Challenge:
Copy every line of the records below word for word, leaving the pictures out of your answer.

Shape boundary entries:

[start]

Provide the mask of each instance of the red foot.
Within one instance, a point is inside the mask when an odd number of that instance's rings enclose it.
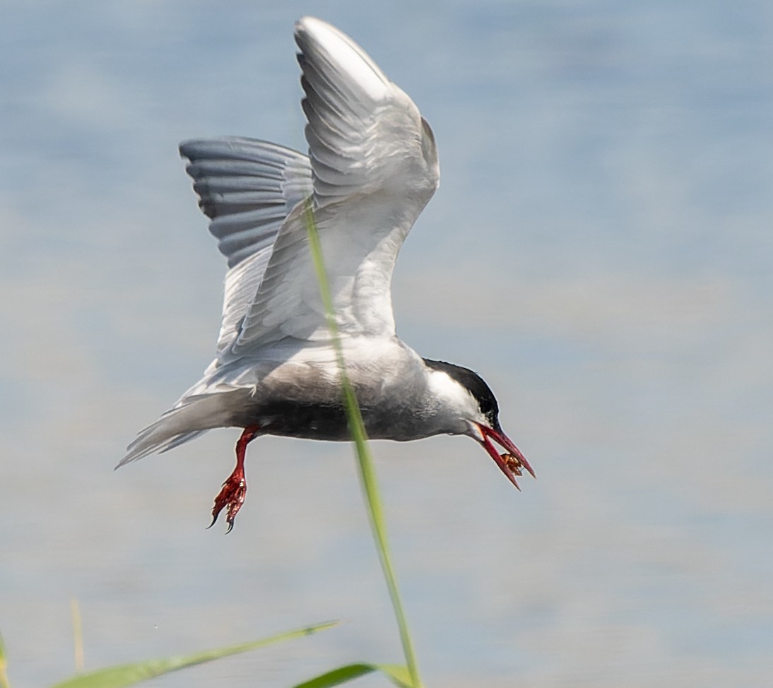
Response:
[[[207,526],[211,528],[215,525],[217,517],[223,508],[226,509],[226,523],[230,533],[233,529],[233,519],[236,519],[239,509],[244,503],[247,496],[247,479],[244,477],[244,452],[247,445],[255,438],[260,428],[257,425],[246,427],[237,442],[237,466],[233,472],[223,483],[223,489],[215,497],[215,506],[212,509],[212,523]]]

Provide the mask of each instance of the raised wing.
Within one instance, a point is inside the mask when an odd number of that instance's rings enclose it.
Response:
[[[315,223],[342,334],[394,334],[390,282],[406,235],[438,186],[431,131],[413,101],[350,38],[319,19],[295,26]],[[302,206],[277,237],[230,347],[329,338]]]
[[[264,141],[241,137],[186,141],[180,155],[210,218],[209,231],[230,268],[226,275],[220,357],[241,332],[274,241],[292,209],[312,192],[308,158]]]

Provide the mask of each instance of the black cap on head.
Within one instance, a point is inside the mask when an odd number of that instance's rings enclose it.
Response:
[[[499,406],[494,397],[494,393],[483,381],[482,377],[469,368],[447,363],[445,361],[432,361],[429,359],[424,359],[424,361],[428,368],[433,370],[442,370],[463,387],[469,390],[470,393],[478,401],[481,413],[485,416],[490,427],[495,430],[499,428]]]

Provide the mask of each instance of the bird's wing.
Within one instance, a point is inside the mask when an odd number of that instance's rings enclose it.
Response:
[[[319,19],[295,26],[312,206],[340,332],[394,334],[397,252],[434,192],[431,131],[413,101],[350,38]],[[329,338],[304,204],[284,221],[230,346],[236,356],[285,337]]]
[[[301,153],[235,136],[184,141],[180,155],[228,260],[220,354],[240,332],[282,223],[312,192],[312,169]]]

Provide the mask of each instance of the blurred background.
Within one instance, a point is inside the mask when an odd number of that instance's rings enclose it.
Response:
[[[773,6],[656,0],[0,3],[0,628],[15,688],[331,618],[157,679],[399,662],[346,444],[238,431],[113,472],[214,353],[224,261],[179,141],[304,149],[304,14],[411,95],[439,192],[401,337],[476,370],[539,479],[373,444],[427,686],[770,685]],[[380,677],[358,685],[386,685]]]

[end]

Expected answer:
Provide the mask of each instance of the red foot.
Within one instance, a point is inside the mask when an odd number of that instance's rings enclose it.
Response:
[[[207,526],[211,528],[215,525],[217,517],[223,508],[226,509],[226,523],[230,533],[233,529],[233,519],[236,519],[239,509],[244,503],[247,496],[247,479],[244,477],[244,452],[247,445],[255,438],[260,428],[257,425],[246,427],[237,442],[237,466],[233,472],[223,483],[223,489],[215,497],[215,506],[212,509],[212,523]]]

Provide the mask of each instance of the raised wing.
Within one instance, a point is inside the mask when an odd number of that instance's rings enclose it.
Response:
[[[315,223],[342,334],[394,334],[390,282],[406,235],[438,186],[431,131],[413,101],[350,38],[319,19],[295,26]],[[302,206],[277,237],[230,347],[329,338]]]
[[[264,141],[241,137],[186,141],[180,155],[210,218],[209,231],[230,268],[226,275],[220,357],[241,332],[274,241],[292,209],[312,192],[308,158]]]

Provide the mask of each instance of the black cap on head.
Within one instance, a point is inside the mask when an odd number of that instance's rings enclose it.
Response:
[[[499,406],[494,397],[494,393],[483,381],[482,377],[469,368],[447,363],[445,361],[432,361],[429,359],[424,359],[424,361],[428,368],[433,370],[442,370],[463,387],[469,390],[470,393],[478,401],[481,413],[485,416],[490,427],[495,430],[499,428]]]

Provide the mask of each instance of the bird's wing.
Within one instance, a point is inside the mask when an odd number of that instance's rings enclose it.
Response:
[[[319,19],[295,26],[312,206],[340,332],[394,334],[397,252],[434,192],[431,131],[413,101],[350,38]],[[329,338],[304,204],[284,221],[230,346],[236,356],[285,337]]]
[[[301,153],[235,136],[184,141],[180,155],[228,260],[220,354],[240,332],[282,223],[312,192],[312,169]]]

Provide the mask of each instance of the blurred background.
Within one instance, a point is inside the mask when an odd number of that instance's rings enclose it.
Response:
[[[773,6],[656,0],[0,3],[0,628],[15,688],[331,618],[157,679],[399,662],[346,444],[238,431],[113,472],[214,353],[224,261],[179,141],[304,149],[304,14],[411,95],[439,192],[401,337],[476,370],[539,479],[373,444],[427,686],[770,685]],[[380,677],[358,685],[386,685]]]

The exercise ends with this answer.